Referring expression data:
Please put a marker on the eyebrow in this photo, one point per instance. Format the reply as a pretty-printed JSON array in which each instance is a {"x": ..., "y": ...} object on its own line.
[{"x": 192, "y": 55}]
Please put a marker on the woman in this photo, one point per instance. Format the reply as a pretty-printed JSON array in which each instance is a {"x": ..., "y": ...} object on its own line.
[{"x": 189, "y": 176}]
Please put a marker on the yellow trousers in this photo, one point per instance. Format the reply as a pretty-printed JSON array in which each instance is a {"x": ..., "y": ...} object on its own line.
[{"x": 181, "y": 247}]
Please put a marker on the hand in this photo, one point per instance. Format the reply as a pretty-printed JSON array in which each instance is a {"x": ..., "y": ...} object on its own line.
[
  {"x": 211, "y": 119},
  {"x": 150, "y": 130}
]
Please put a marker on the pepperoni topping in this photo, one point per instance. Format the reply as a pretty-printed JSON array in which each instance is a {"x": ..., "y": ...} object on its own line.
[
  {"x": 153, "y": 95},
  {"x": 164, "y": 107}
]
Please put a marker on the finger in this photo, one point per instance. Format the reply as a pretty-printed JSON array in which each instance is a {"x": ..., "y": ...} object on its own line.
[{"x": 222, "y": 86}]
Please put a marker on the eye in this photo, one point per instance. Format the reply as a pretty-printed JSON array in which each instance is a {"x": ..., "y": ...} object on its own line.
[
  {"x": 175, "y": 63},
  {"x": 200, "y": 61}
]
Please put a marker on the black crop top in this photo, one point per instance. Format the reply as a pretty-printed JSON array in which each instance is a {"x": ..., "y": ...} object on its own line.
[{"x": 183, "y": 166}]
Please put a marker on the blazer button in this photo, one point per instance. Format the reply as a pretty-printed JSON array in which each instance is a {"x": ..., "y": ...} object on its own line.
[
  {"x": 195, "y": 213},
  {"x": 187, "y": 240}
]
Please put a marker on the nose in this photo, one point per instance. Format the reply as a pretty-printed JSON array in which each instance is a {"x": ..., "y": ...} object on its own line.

* PROMPT
Exactly reproduce every line of the data above.

* THE ANSWER
Please put a marker on the eyebrow in this photo, one point per instance. Format the reply as a pretty-printed JSON array in which each instance is a {"x": ..., "y": ...} object on its own line.
[{"x": 192, "y": 55}]
Please put a marker on the woman in this photo, one point per instance. Format the reply as a pretty-printed JSON array in which each instance is a {"x": ..., "y": ...} object on its own line.
[{"x": 189, "y": 176}]
Please put a marker on the yellow trousers in this photo, one point per instance. Format the reply as a pretty-printed JSON array in which each instance is a {"x": ..., "y": ...} object on its own line.
[{"x": 181, "y": 247}]
Please put a marker on the hand in this photo, one point per instance. Format the reply as a pretty-printed JSON array in which each instance is a {"x": ..., "y": ...} object on its own line.
[
  {"x": 211, "y": 119},
  {"x": 150, "y": 130}
]
Please put a marker on the pepperoni topping in this photo, one point per instance. Format the reply as a pretty-printed JSON array in which each instance is a {"x": ..., "y": ...} object on its own line.
[
  {"x": 153, "y": 95},
  {"x": 164, "y": 107}
]
Please put a marker on the finger in this photo, one point per instance. Format the reply as a pretty-printed JSON array in which each instance is a {"x": ..., "y": ...} object on its own line.
[{"x": 222, "y": 86}]
Please put a marker on the eye in this photo, one point per instance. Format the reply as a pretty-printed JSON array in which each instance is a {"x": ..., "y": ...} object on its own line.
[
  {"x": 175, "y": 63},
  {"x": 200, "y": 61}
]
Please put a marker on the black crop top in this photo, one point per instance. Format the reply as a pretty-printed JSON array in which each instance is a {"x": ..., "y": ...} object on its own line.
[{"x": 183, "y": 166}]
Please put a marker on the blazer button in this photo, one point per instance. Format the reply as a pretty-printed JSON array in which each instance is a {"x": ..., "y": ...} object on its own line.
[
  {"x": 195, "y": 213},
  {"x": 187, "y": 240}
]
Please put a marker on the nose in this photo, one point per instance. Format the reply as a pretty-printed JSON array in which each instance is a {"x": ..., "y": ...} object on its own line.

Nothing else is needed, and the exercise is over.